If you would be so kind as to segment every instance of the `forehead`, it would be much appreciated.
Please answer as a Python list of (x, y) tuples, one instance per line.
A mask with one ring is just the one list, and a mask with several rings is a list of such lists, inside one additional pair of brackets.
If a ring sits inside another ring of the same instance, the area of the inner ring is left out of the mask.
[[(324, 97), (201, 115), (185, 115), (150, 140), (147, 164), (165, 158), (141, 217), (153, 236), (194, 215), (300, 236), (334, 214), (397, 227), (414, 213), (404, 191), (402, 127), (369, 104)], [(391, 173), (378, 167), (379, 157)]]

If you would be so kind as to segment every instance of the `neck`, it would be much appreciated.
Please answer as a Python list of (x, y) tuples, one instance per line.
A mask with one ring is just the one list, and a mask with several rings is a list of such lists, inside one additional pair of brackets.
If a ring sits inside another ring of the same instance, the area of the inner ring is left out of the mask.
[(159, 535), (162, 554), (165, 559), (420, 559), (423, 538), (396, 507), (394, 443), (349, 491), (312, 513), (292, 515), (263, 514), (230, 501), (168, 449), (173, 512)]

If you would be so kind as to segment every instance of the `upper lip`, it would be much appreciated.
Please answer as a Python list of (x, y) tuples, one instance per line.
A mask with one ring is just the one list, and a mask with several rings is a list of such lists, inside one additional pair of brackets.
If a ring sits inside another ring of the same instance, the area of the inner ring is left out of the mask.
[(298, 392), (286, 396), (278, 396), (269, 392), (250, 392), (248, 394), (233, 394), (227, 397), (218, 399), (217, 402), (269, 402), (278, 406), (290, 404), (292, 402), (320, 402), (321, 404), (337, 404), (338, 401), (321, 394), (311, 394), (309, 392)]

========================================

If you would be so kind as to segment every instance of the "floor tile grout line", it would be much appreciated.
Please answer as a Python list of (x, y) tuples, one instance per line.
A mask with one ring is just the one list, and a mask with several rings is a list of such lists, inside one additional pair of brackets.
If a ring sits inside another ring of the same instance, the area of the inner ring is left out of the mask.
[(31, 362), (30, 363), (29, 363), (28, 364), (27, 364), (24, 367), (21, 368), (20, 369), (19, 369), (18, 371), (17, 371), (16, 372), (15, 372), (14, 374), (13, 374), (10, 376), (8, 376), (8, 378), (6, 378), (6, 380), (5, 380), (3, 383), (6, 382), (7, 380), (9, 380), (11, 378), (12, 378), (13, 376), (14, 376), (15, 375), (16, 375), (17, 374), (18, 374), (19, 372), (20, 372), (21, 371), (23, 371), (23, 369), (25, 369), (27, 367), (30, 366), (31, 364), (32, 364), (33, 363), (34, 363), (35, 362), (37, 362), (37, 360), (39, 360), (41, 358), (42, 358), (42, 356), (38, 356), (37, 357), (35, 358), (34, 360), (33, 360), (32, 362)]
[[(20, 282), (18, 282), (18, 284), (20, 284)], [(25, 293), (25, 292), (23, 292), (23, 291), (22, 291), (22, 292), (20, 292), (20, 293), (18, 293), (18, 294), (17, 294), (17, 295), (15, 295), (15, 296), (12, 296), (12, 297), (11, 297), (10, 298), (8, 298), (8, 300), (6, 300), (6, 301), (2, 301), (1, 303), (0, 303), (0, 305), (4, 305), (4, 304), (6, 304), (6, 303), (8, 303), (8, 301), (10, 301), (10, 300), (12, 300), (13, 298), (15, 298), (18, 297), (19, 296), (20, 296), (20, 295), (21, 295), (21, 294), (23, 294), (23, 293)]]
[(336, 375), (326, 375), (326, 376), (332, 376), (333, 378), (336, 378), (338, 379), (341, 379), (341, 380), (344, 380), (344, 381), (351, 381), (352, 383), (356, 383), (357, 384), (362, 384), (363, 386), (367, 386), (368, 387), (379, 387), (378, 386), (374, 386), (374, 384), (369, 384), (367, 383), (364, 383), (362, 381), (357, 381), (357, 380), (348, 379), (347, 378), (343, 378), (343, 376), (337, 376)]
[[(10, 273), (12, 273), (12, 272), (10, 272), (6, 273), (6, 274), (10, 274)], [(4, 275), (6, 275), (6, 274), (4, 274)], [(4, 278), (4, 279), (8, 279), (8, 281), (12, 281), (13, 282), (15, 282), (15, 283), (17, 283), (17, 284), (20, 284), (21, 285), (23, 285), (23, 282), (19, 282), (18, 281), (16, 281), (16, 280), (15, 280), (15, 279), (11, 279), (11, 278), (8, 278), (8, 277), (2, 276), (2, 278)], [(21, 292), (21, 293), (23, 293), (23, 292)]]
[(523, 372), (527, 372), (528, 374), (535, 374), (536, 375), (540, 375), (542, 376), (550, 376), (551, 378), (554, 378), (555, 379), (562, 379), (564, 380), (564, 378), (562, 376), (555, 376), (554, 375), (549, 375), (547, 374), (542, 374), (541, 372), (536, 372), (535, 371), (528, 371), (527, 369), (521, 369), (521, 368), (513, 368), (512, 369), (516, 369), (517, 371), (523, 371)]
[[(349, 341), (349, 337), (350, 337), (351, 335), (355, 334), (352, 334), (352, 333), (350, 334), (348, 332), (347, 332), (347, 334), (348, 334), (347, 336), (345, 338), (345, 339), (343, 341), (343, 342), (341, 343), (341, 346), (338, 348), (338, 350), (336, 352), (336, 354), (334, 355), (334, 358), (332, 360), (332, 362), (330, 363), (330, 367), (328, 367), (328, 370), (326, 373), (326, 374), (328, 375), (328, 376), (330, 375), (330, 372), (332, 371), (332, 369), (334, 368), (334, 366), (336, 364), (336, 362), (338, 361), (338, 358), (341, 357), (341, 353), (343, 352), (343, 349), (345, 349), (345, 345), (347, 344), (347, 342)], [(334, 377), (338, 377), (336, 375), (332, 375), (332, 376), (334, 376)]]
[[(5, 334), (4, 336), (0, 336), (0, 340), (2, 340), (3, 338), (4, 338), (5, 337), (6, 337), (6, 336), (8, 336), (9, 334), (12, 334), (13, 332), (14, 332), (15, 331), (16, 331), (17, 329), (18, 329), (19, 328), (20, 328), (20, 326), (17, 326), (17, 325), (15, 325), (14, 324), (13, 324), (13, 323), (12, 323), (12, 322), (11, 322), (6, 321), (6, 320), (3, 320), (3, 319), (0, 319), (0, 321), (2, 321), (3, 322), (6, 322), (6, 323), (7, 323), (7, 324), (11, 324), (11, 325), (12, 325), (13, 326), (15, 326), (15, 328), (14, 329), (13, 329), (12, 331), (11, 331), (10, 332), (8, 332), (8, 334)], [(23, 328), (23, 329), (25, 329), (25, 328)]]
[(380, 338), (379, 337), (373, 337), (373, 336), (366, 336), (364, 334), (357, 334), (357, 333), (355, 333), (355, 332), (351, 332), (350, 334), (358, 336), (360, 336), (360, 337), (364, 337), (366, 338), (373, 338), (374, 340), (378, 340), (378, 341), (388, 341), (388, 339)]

========================================

(What the task asks)
Count the lines in the material above that contain the word "every". Reply with only that number.

(The completed task)
4